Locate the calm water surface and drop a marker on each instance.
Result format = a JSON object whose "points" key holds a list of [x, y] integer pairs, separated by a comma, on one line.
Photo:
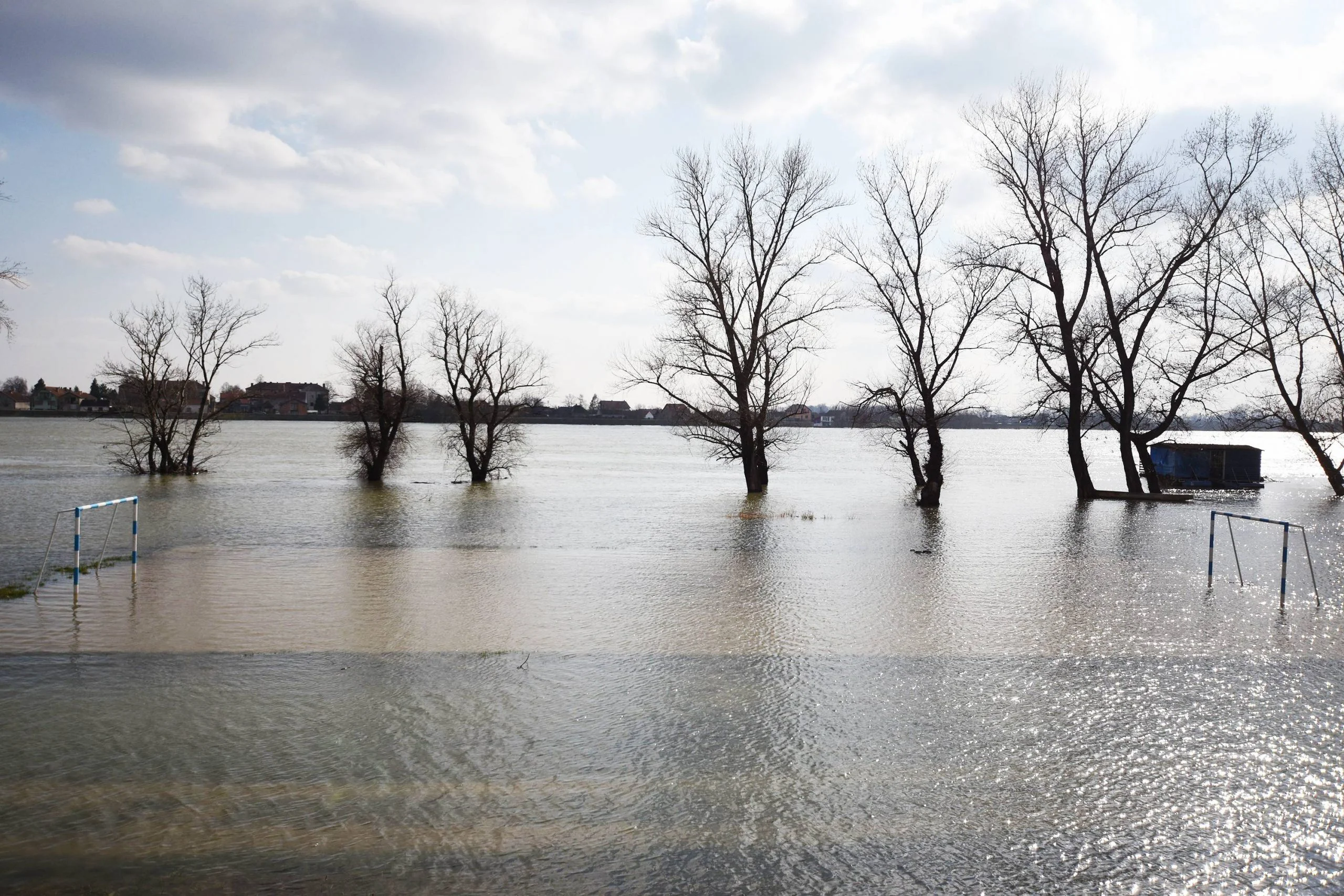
{"points": [[616, 673]]}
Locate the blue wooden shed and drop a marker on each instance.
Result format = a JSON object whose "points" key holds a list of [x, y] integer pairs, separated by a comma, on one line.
{"points": [[1206, 467]]}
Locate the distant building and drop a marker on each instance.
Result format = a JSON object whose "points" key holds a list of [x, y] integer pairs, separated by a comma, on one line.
{"points": [[675, 414], [796, 416], [270, 398], [54, 398]]}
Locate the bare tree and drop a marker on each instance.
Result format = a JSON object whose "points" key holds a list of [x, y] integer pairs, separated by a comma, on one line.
{"points": [[1287, 338], [742, 312], [1098, 241], [10, 273], [492, 379], [213, 339], [1289, 277], [1163, 336], [932, 311], [167, 375], [151, 385], [1030, 150], [378, 364]]}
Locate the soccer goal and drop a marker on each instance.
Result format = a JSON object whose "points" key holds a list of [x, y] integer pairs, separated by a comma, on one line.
{"points": [[80, 511], [1283, 568]]}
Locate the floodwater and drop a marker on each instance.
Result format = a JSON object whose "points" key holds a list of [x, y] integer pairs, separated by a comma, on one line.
{"points": [[617, 673]]}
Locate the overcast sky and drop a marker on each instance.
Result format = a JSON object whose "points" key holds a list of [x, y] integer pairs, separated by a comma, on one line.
{"points": [[293, 150]]}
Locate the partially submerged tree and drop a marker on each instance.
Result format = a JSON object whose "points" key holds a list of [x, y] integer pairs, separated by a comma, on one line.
{"points": [[1289, 345], [213, 339], [933, 312], [167, 374], [1164, 336], [378, 367], [10, 273], [1030, 151], [1288, 272], [742, 312], [492, 379], [1100, 239]]}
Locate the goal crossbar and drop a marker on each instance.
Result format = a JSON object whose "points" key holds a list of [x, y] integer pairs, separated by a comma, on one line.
{"points": [[78, 512], [1283, 571]]}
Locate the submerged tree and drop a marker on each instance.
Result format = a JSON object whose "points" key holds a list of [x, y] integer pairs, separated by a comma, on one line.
{"points": [[1164, 335], [933, 312], [742, 312], [167, 374], [1098, 242], [492, 379], [10, 273], [1288, 272], [1030, 151], [378, 367]]}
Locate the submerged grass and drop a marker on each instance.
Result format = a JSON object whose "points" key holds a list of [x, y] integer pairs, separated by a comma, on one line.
{"points": [[26, 585]]}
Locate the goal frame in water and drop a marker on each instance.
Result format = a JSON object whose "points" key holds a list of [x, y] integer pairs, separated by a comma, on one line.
{"points": [[78, 511], [1283, 570]]}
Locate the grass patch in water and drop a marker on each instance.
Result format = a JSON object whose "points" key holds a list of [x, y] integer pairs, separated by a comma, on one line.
{"points": [[25, 586]]}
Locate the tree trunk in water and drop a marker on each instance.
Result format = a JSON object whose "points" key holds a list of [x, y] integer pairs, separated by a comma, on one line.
{"points": [[1332, 473], [916, 471], [749, 461], [1077, 460], [1146, 460], [1133, 484], [932, 491]]}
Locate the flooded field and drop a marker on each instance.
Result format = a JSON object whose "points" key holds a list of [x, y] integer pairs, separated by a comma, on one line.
{"points": [[617, 673]]}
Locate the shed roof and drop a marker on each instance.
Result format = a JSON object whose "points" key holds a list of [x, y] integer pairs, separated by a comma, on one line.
{"points": [[1205, 446]]}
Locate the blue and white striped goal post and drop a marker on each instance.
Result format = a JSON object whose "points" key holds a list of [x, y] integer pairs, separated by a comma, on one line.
{"points": [[1283, 571], [78, 511]]}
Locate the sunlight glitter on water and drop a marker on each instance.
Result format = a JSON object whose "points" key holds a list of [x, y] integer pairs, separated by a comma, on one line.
{"points": [[618, 673]]}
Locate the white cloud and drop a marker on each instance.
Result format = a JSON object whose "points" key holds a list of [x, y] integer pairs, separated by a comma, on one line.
{"points": [[597, 190], [94, 207], [404, 104], [107, 253], [339, 253], [392, 105]]}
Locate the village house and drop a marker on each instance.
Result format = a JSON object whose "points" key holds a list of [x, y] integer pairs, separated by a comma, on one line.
{"points": [[56, 398], [284, 398]]}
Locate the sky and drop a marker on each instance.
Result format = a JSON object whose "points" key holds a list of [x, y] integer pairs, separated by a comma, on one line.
{"points": [[295, 150]]}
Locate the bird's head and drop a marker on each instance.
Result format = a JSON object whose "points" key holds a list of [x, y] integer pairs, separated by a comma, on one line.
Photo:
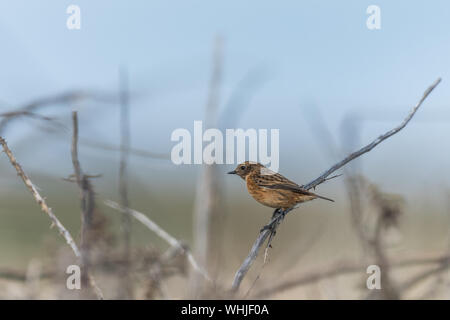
{"points": [[245, 168]]}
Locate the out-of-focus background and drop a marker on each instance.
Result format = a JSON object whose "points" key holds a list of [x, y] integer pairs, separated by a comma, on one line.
{"points": [[313, 70]]}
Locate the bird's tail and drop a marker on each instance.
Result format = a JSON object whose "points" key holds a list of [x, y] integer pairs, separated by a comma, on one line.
{"points": [[323, 197]]}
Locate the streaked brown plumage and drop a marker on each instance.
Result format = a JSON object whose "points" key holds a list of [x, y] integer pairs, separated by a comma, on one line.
{"points": [[272, 189]]}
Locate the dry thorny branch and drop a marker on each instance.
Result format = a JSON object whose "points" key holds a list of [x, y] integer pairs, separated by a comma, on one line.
{"points": [[270, 231], [44, 207]]}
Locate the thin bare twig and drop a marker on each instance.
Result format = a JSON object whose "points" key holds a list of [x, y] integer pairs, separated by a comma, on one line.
{"points": [[29, 109], [123, 184], [242, 271], [40, 200], [87, 209], [344, 268], [44, 207], [206, 207], [160, 232]]}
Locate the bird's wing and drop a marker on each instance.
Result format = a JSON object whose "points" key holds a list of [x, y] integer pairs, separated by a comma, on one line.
{"points": [[277, 181]]}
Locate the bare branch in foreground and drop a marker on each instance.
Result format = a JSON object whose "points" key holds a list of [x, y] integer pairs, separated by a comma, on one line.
{"points": [[123, 177], [242, 271], [44, 207], [40, 200], [87, 209], [344, 268], [29, 109], [162, 234]]}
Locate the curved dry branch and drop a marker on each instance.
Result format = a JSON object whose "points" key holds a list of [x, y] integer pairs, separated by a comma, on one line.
{"points": [[160, 232], [264, 234], [44, 207]]}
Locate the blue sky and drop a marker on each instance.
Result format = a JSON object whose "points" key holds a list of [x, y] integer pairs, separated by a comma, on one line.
{"points": [[308, 53]]}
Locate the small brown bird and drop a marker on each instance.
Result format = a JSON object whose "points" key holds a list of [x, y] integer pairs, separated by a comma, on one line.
{"points": [[272, 189]]}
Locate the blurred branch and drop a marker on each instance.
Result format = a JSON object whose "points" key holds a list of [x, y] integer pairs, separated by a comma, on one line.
{"points": [[207, 216], [131, 151], [29, 109], [344, 268], [87, 205], [173, 242], [44, 207], [265, 232]]}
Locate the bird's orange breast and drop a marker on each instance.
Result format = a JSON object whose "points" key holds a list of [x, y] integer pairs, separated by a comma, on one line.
{"points": [[274, 198]]}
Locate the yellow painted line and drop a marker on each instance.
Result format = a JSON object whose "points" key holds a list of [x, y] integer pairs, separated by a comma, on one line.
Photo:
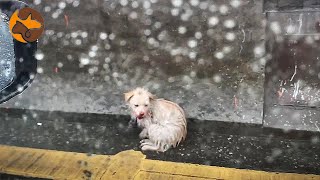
{"points": [[131, 164]]}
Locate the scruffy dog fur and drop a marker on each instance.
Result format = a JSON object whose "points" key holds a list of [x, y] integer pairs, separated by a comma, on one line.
{"points": [[163, 122]]}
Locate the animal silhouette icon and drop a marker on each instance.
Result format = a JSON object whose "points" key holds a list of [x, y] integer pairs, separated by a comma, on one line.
{"points": [[28, 23]]}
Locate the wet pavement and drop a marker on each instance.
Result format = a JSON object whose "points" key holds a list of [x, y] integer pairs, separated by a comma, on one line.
{"points": [[210, 143]]}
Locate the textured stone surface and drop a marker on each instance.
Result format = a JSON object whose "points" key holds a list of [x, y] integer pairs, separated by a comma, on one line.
{"points": [[94, 51]]}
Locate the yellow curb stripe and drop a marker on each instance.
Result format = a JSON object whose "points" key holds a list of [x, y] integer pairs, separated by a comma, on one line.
{"points": [[125, 165]]}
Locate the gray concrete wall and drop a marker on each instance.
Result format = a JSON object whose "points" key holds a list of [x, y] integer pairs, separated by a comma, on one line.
{"points": [[94, 51]]}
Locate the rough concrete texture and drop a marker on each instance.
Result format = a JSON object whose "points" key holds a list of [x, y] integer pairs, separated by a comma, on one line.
{"points": [[199, 54]]}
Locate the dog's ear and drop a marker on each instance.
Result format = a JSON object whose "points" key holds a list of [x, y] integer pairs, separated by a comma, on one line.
{"points": [[151, 96], [128, 96]]}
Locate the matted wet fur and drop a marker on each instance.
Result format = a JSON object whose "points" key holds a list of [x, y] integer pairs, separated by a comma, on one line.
{"points": [[163, 122]]}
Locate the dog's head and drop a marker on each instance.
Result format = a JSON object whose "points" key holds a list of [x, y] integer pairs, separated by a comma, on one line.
{"points": [[140, 101]]}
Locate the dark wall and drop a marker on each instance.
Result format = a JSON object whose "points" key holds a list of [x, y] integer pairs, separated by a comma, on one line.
{"points": [[208, 56]]}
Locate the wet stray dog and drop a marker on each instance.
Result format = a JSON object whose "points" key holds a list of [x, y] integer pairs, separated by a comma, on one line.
{"points": [[163, 122]]}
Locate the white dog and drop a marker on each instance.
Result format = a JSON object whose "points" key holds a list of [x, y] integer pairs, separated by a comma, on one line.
{"points": [[163, 122]]}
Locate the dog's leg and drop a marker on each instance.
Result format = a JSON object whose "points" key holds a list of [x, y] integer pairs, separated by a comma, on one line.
{"points": [[143, 134]]}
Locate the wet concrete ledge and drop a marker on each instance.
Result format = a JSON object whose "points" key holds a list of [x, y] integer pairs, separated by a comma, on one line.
{"points": [[234, 145]]}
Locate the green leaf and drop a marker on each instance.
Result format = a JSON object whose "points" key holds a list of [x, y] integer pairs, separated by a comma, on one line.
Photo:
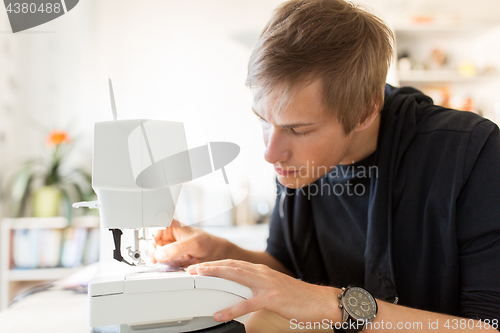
{"points": [[67, 203], [20, 190]]}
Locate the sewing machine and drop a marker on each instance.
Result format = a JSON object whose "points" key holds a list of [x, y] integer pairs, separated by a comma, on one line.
{"points": [[137, 171]]}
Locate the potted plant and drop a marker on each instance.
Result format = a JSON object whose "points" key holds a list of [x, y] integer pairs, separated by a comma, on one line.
{"points": [[50, 183]]}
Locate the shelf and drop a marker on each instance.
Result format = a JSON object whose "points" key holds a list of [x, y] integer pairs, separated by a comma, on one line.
{"points": [[40, 274], [57, 222], [443, 30], [441, 76]]}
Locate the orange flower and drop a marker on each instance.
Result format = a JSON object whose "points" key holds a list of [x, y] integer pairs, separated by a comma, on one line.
{"points": [[57, 137]]}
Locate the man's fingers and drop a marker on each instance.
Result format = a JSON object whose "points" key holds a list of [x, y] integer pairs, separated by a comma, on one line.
{"points": [[240, 309]]}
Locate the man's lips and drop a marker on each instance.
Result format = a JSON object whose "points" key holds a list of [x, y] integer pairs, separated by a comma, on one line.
{"points": [[284, 172]]}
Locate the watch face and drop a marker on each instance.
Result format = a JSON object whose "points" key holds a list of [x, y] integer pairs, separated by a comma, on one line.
{"points": [[360, 303]]}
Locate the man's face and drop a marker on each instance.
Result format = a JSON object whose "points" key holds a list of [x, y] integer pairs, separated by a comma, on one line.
{"points": [[303, 140]]}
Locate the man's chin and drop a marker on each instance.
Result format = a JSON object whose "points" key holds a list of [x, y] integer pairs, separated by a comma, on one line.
{"points": [[295, 182]]}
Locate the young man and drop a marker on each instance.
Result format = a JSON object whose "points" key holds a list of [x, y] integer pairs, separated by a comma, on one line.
{"points": [[377, 188]]}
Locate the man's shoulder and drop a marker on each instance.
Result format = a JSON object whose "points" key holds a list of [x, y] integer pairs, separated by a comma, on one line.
{"points": [[418, 111]]}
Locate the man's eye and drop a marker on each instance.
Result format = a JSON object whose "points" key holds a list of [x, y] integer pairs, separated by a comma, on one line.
{"points": [[294, 132]]}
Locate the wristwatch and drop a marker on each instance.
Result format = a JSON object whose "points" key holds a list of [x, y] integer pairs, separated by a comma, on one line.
{"points": [[359, 308]]}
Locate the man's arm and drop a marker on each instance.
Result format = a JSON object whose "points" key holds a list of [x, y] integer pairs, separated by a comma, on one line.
{"points": [[294, 299]]}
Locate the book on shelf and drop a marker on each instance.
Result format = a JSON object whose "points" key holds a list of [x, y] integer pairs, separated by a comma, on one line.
{"points": [[48, 248]]}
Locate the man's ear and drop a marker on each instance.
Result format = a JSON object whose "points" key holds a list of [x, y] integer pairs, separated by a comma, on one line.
{"points": [[369, 120]]}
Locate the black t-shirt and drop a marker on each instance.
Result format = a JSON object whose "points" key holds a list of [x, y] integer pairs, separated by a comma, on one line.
{"points": [[340, 215], [433, 215]]}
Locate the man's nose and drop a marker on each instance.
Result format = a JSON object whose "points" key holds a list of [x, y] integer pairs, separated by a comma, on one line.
{"points": [[277, 149]]}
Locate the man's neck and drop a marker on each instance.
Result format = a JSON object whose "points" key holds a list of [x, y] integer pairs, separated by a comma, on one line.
{"points": [[363, 144]]}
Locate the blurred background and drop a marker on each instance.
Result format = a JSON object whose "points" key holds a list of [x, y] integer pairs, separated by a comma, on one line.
{"points": [[185, 61]]}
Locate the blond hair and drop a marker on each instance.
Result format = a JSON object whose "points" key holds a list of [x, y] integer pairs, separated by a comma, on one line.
{"points": [[346, 47]]}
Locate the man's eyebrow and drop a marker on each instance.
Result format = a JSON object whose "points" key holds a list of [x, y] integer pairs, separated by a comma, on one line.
{"points": [[288, 126]]}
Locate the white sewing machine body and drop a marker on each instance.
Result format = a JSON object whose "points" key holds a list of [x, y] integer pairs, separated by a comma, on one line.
{"points": [[138, 167], [159, 299]]}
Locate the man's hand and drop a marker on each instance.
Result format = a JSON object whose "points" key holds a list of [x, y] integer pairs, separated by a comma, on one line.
{"points": [[273, 291], [183, 245]]}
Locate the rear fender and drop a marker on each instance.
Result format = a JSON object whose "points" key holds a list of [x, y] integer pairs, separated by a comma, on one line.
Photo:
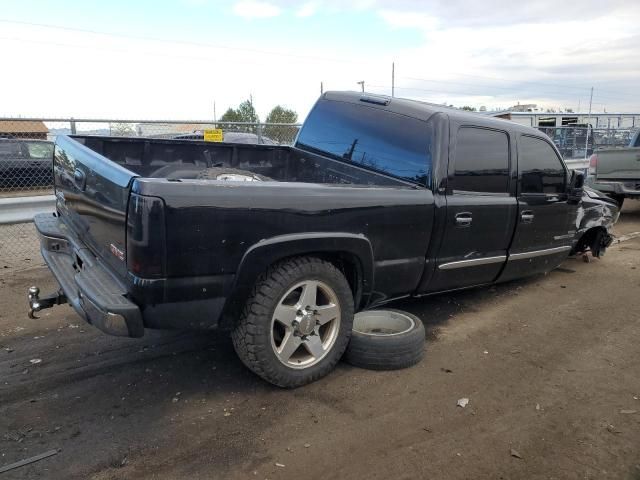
{"points": [[267, 252]]}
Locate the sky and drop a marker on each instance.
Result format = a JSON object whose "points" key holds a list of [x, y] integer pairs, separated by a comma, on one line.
{"points": [[175, 59]]}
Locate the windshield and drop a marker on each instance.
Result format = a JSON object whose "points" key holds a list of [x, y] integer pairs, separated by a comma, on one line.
{"points": [[373, 138]]}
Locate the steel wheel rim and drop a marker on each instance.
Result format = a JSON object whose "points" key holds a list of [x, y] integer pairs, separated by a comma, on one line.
{"points": [[381, 323], [305, 324]]}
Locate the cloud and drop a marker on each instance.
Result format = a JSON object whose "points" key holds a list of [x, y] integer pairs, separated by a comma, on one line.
{"points": [[256, 9], [417, 20], [307, 10]]}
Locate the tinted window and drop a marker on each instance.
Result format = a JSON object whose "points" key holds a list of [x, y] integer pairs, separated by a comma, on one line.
{"points": [[481, 161], [370, 137], [540, 168]]}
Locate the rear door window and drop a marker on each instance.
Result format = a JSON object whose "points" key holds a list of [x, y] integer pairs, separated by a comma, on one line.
{"points": [[540, 170], [370, 137], [481, 162]]}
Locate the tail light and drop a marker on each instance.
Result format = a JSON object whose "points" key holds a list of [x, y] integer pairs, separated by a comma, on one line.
{"points": [[146, 239], [593, 164]]}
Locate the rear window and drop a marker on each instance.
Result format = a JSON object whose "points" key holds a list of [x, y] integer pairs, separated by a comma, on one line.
{"points": [[481, 161], [389, 143], [540, 168]]}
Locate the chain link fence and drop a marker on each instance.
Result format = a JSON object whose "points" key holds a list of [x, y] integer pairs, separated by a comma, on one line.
{"points": [[581, 142]]}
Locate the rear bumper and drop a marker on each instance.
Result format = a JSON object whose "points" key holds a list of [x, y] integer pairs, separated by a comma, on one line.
{"points": [[95, 294]]}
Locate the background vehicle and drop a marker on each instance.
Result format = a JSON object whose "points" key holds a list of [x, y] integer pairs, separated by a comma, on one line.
{"points": [[616, 171], [379, 199], [25, 163]]}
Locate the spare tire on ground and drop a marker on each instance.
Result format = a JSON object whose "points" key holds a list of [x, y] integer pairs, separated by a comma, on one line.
{"points": [[385, 340], [231, 174]]}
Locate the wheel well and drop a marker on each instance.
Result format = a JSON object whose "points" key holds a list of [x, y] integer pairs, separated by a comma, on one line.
{"points": [[350, 267], [591, 240], [348, 263]]}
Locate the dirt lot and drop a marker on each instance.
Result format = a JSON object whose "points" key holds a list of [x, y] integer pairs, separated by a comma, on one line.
{"points": [[551, 366]]}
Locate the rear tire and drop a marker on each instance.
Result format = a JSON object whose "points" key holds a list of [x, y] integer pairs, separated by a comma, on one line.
{"points": [[296, 323]]}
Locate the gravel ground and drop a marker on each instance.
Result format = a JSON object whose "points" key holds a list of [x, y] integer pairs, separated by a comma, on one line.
{"points": [[550, 366]]}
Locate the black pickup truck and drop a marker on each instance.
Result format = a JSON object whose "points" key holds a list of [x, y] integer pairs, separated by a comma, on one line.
{"points": [[378, 199]]}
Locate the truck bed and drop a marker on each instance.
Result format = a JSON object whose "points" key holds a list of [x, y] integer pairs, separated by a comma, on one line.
{"points": [[188, 159], [172, 238]]}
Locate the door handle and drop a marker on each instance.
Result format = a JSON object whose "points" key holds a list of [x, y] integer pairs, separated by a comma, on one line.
{"points": [[527, 216], [79, 179], [464, 219]]}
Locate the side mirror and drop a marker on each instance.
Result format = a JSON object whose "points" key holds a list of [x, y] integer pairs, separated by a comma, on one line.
{"points": [[576, 186]]}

■ Short problem
Convert the rows, starting with the line containing "Locate the black pickup" and continuing through the final line, into a JSON list of strings with one string per line and blank lines omitted.

■ Response to this task
[
  "Locate the black pickup truck and drop a marker on each instance.",
  "Result format = a JSON object whose \"points\" key holds a list of [x, y] integer pairs, separated by a comma, on one line.",
  "{\"points\": [[378, 199]]}",
  "Locate the truck bed and drop a marker on each instance.",
  "Result format = a JSON object whose \"points\" key holds a list of [x, y] integer pairs, separated by a comma, on one line.",
  "{\"points\": [[188, 159], [172, 238]]}",
  "Locate the door handle and drop a marker on each instance.",
  "Result format = a JSON object whose \"points\" key holds a list of [x, y] integer pairs, separated by a comma, on one line.",
  "{\"points\": [[527, 216], [79, 179], [464, 219]]}",
  "Locate the side mirror and drop a marker on each instance.",
  "Result format = a JSON object whose \"points\" key holds a list of [x, y] integer pairs, separated by a comma, on one line.",
  "{\"points\": [[576, 186]]}"
]